▸ **TASK BRIEF**
Every entry below needs to be repeated exactly.

Stored items from a collection
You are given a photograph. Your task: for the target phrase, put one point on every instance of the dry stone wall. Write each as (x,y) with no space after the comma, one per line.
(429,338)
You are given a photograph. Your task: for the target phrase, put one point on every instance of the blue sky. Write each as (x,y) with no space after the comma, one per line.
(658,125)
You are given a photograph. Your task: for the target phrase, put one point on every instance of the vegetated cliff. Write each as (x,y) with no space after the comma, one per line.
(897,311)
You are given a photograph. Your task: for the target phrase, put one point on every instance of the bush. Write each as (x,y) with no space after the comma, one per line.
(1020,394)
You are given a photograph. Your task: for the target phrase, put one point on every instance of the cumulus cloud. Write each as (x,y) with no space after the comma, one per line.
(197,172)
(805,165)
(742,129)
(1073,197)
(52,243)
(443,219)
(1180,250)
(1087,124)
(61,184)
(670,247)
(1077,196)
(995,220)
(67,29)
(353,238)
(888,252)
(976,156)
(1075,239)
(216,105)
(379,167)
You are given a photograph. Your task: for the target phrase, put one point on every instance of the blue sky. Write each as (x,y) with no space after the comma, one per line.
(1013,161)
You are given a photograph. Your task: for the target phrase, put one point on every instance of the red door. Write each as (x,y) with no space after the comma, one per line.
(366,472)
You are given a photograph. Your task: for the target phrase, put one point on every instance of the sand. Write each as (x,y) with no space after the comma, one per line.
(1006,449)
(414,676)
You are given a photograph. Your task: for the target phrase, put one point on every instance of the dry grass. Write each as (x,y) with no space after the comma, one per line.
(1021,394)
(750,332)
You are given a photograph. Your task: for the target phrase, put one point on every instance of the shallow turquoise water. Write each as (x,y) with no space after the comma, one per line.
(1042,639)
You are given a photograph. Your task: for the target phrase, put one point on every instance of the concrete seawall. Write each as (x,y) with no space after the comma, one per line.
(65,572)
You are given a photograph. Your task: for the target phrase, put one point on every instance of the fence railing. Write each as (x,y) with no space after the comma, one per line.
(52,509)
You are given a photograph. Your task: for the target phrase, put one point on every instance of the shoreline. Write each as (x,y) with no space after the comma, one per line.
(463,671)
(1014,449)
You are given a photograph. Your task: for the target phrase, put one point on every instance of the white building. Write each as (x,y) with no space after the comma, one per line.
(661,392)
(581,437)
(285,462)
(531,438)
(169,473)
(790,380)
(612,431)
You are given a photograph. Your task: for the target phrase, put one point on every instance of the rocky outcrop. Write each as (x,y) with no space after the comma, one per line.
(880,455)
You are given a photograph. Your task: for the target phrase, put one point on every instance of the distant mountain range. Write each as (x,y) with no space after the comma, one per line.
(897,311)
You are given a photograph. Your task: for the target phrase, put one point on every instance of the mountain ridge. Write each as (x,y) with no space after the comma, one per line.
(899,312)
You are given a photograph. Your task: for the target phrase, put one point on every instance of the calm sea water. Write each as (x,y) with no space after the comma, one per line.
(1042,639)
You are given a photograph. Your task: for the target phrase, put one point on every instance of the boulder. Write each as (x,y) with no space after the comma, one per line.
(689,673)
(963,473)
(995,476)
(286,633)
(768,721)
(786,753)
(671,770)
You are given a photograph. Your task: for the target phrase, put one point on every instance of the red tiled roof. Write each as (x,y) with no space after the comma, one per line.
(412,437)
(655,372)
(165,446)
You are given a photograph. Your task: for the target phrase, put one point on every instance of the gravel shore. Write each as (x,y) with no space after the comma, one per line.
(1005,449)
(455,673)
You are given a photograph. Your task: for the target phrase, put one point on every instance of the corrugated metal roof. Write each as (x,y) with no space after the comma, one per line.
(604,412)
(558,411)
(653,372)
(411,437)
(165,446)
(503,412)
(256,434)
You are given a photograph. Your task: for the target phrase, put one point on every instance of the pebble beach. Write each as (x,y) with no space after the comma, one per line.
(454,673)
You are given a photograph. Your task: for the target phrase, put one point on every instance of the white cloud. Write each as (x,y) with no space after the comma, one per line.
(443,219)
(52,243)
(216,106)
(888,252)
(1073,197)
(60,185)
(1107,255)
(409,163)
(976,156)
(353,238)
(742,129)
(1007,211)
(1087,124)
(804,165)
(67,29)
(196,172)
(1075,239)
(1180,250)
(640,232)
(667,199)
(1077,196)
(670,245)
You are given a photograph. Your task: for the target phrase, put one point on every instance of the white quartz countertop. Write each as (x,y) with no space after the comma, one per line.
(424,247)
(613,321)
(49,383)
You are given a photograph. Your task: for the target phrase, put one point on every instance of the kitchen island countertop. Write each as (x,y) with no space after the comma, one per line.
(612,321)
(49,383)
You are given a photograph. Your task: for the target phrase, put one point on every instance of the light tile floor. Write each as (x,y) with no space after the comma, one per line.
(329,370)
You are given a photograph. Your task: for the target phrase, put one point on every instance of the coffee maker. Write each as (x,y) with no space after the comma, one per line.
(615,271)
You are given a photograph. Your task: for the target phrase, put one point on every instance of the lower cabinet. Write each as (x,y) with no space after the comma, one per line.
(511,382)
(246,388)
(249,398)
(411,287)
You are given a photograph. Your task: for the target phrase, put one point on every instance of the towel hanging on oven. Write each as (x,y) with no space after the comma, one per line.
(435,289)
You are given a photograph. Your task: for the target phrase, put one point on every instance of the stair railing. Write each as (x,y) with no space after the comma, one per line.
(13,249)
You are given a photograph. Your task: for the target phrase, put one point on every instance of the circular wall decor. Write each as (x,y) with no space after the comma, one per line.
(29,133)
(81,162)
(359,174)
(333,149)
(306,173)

▸ **TASK RESPONSE**
You are given a photograph. Your task: for the target phrase, put one point on every instance of the dry stone wall. Write each as (x,y) with no space after the comma, one per line.
(429,338)
You are given a photograph. Your task: for the target phrase, put one point on every instance of the blue sky. Write each as (x,y) with no space after the comma, one per line.
(658,125)
You are given a photograph. Your task: for the target phrase, put one point on every instance of the vegetated cliff. Write each as (x,y) with no space after the comma, one per line.
(897,311)
You are given a photograph. Your task: for the target phrase, put one point on every instance of the bush. Write each as (x,y) with no space after the comma, one per line.
(1020,394)
You are given a photograph. Your task: for the target phrase, put one point on every instance of the cumulus cloud. Write each as (x,y) with no space after the comma, one per line.
(197,172)
(805,165)
(742,129)
(1073,197)
(52,243)
(443,219)
(1180,250)
(1087,124)
(61,184)
(670,247)
(1077,196)
(995,220)
(67,29)
(353,238)
(888,252)
(976,156)
(1075,239)
(216,105)
(379,167)
You are given a photograph. Your task: for the target phrase, put one point on every instance of the blue sky. Write each as (x,y) with no space after the comma, one per line.
(1013,161)
You are given a photograph. Your task: for the target phrase, put one point on every instance of the red door. Write each as (x,y) with no space after the comma, one per line.
(366,472)
You are given a photograph. Your task: for the target phrase, put one point on every instance of the sand. Write each as (x,y) with no space after the comma, one per line.
(1006,449)
(414,676)
You are given a photograph. Your task: for the target phrase, put one point on every instance of the dry grass. Write each as (x,y) with no space after the comma, one per line.
(1021,394)
(750,332)
You are given a photograph. Your task: for the target phrase, put one point on every instance of the shallow turquoise water. Write each as (x,y) with no space after the comma, one per line.
(1042,639)
You are given a photograph. Your task: for the target phrase, put one point on every instance of the concrete seawall. Write each as (x,y) with no space after the comma, one per line.
(65,572)
You are given a photograph. Your task: for the target phrase, put one point on every instance of the fence railing. Write each as (x,y) with no space after the comma, one per line.
(52,509)
You are given a photograph. Your task: for the target phrase, put one point on every instance of the shoreline. Write each as (x,y) with no space after the comma, one per line.
(463,671)
(1014,449)
You are given a photograph. Your task: for the target phrase, put one point on every instance of the white building. Write each as (x,y) with no space after the comma, one per line.
(661,392)
(581,437)
(285,462)
(531,438)
(169,473)
(790,380)
(612,431)
You are given a photograph. Your task: for the target phrase, put one point on every instance of the rocky outcrop. Write each as (x,y) with no space after the comma, one per line.
(880,455)
You are given a photograph. Your task: for the target phrase, put one point on every instance of the distant mountain range. Write each as (x,y) with no space after the comma, one per line.
(897,311)
You are given a photograph. Your task: for the target phrase, put one point on every instance of the mountain ridge. Write each as (x,y) with no space after the comma, one per line.
(899,312)
You are given a photograph. Your task: for the target phrase, put one point on every instance of the calm sea water. Write each as (x,y) with no space after the comma, one per line.
(1042,639)
You are given a photograph. Your task: for the target phrase, put one point on every instance of the boulder. Write each as (x,y) with no space after the comma, one per line.
(689,673)
(963,473)
(995,476)
(286,633)
(768,721)
(786,753)
(671,770)
You are given a photograph. Your task: for the target phrase, put one point on every instance of the red tiled roof. Write each as (x,y) with no space after the comma, one per line.
(412,437)
(655,372)
(165,446)
You are given a photograph. Your task: for the target phrase, put one point on every instance of the gravel shore. Write each as (x,y) with no space after the comma, one per line.
(1005,449)
(455,673)
You are given a photograph. Your task: for the target phrase, put one point on every instance of the corrugated metal roof. Write each as (x,y) with no space after the comma, one per line.
(604,412)
(558,411)
(653,372)
(411,437)
(165,446)
(503,412)
(256,434)
You are given a photograph. Your task: for the target phrase, put one point on every instance of the pebble beach. Write each as (x,y) with no space after the comma, one per line.
(454,673)
You are given a photograph. Your task: for the target phrase, put one point on every instance of the white cloud. Write each as (x,y) with no space after the comma, one per line.
(443,219)
(52,243)
(216,106)
(888,252)
(1073,197)
(60,185)
(1107,255)
(409,163)
(976,156)
(353,238)
(742,129)
(1007,211)
(1087,124)
(804,165)
(67,29)
(196,172)
(1075,239)
(1180,250)
(640,232)
(667,199)
(1077,196)
(670,245)
You are given a photograph. Your task: for the target phrase, put one point on every instance of the white quartz countertop. Write each as (x,y) with no space after the comma, one per line.
(424,247)
(613,321)
(49,383)
You are given a photograph. Your task: for the target phrase, put one point on every instance of the kitchen island countertop. Write each as (x,y) with no space after the comma, one per line.
(612,321)
(49,383)
You are given a photograph. Your task: for the target phrase, put one point on every instance of the light tile floor. Write each as (x,y) with no space after the comma, one per line.
(329,370)
You are given a photograph. Your task: for the target phrase, put one point on every instance of the coffee maker. Write each as (x,y) with no space after the comma, one per line.
(615,271)
You are given a photograph. Your task: for the target phrase, put one point on every instance of the lower cabinet. Write each as (x,y) with no space after the comma, one per line.
(511,382)
(246,388)
(249,398)
(411,287)
You are given a photograph. Your task: for the target phrase, put one point on every instance of the towel hanging on oven. Write each as (x,y) with no space after the comma, one per line.
(435,289)
You are given a photograph. Your task: for the target phrase, put one point on every instance of the stair railing. Write each as (x,y) with no space after the comma, one per line.
(13,249)
You are given a photograph. Your task: for the target phrase, put one point on every instance of the circular wall decor. Write each as (x,y) with no space after the comma, one per line.
(29,133)
(81,162)
(359,174)
(333,149)
(306,173)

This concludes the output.